** Work to complete **
Edit the data below by replacing every occurrence of "one marker per instance" with "a single marker for each instance", keeping all other text the same.

◇ ◇ ◇

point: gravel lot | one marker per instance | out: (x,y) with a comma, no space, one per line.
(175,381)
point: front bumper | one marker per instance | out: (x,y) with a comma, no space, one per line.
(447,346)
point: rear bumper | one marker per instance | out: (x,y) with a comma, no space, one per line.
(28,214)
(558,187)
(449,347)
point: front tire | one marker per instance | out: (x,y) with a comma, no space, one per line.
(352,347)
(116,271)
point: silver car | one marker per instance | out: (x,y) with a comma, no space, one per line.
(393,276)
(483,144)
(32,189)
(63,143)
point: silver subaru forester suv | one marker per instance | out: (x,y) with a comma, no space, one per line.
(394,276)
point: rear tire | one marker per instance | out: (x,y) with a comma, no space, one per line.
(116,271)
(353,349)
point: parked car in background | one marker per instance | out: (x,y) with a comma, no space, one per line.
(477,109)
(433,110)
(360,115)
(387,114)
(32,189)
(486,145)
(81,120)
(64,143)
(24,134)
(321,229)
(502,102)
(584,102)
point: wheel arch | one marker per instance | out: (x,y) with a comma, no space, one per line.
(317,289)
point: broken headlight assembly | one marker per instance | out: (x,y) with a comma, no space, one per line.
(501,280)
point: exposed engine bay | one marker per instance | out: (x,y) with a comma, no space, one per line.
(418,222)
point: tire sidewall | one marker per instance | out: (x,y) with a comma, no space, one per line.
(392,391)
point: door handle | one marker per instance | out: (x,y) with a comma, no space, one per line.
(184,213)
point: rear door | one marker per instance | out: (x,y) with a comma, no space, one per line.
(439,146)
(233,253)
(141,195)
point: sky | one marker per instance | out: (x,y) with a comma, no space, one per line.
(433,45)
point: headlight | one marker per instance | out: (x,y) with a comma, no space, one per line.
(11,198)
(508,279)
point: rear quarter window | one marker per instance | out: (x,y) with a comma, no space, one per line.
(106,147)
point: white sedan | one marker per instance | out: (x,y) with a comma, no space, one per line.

◇ ◇ ◇

** Expected output **
point: gravel lot | a single marker for each instance | out: (x,y) with a comma, no space, one per line.
(175,381)
point: front bumper | a single marker for each instance | out: (x,y) with a comma, no space, one per line.
(447,346)
point: rear bumper | a single marker for each instance | out: (x,y) with a comma, no space, one per line.
(28,214)
(558,187)
(449,347)
point: front tire | a single marker for each instance | out: (x,y) with a comma, no space, one per line.
(352,347)
(116,271)
point: silver car | a single marker for each instance | out: (x,y) with a comma, no space, one per line.
(393,276)
(483,144)
(32,189)
(63,143)
point: silver subaru forester suv | a single marker for each instance | out: (x,y) with a comma, no space, one per line.
(394,276)
point: rear tire | a single marker for each instance | out: (x,y) with a comma, no space, one per line.
(116,271)
(353,349)
point: parked car in background | a single marker for each instance | out: (x,y) with a comma, no space, one per line.
(477,109)
(433,110)
(360,115)
(387,114)
(32,189)
(486,145)
(81,120)
(64,143)
(24,134)
(321,229)
(502,102)
(584,102)
point: wheel arch | a single marker for each instance | out: (x,y) with a comma, no space, one per line.
(317,289)
point: broken headlight assembly | a single marker for each instance | out: (x,y) with a comma, no space, one per line.
(501,280)
point: exposed engine bay | a single marker for each instance | out: (x,y) with a comma, no space, one per line.
(418,222)
point: tire sidewall | a single marker for each instance | out: (x,y) with a comma, no space, one per line.
(392,391)
point: door handle | a single marker for each instance | out: (x,y) with a comma, no space, one per line.
(184,213)
point: rear door | a single marker for each instance | out: (x,y) with a comma, no space, one per line.
(439,146)
(233,253)
(141,195)
point: sky | a single marker for each instance | out: (x,y) with a comma, no space, one per line.
(433,45)
point: headlight | a single marker for each instance | out: (x,y) with a comma, no space, one per line.
(11,198)
(508,279)
point: rear quarter window | a single marker for each instance | out: (x,y) with a comma, no space, one per line.
(106,147)
point: white sedan | a single marker for each instance | out: (x,y) with a comma, no space, one per line.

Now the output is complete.